***** INPUT *****

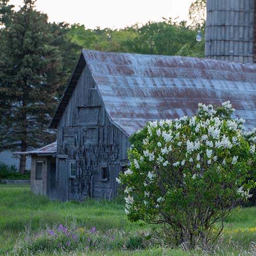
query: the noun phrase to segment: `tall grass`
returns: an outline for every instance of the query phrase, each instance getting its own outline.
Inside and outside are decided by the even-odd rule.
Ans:
[[[123,205],[118,201],[88,200],[83,203],[52,201],[34,195],[28,186],[0,185],[0,248],[13,244],[25,228],[32,231],[60,223],[105,231],[119,228],[135,230],[139,224],[129,222]]]
[[[87,229],[95,226],[102,232],[110,229],[135,232],[141,229],[140,223],[127,221],[123,208],[120,200],[61,203],[50,201],[44,196],[36,196],[28,186],[0,185],[0,252],[11,251],[19,237],[24,240],[26,232],[38,232],[60,223]],[[256,207],[248,207],[228,218],[222,241],[208,252],[184,252],[181,247],[174,249],[153,247],[132,251],[117,249],[103,251],[99,248],[98,251],[89,251],[86,255],[256,255],[253,244],[256,242],[256,228],[253,228],[256,227],[255,216]],[[45,253],[38,252],[37,255],[46,255]],[[64,252],[55,254],[65,255]],[[74,251],[72,255],[82,253]]]

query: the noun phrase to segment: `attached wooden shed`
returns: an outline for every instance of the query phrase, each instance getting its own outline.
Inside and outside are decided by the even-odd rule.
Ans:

*****

### WHAT THE TASK REQUIRES
Report how many lines above contain the word "segment", treating uppercase and lowercase as different. Give only the number.

### SOLVED PROBLEM
2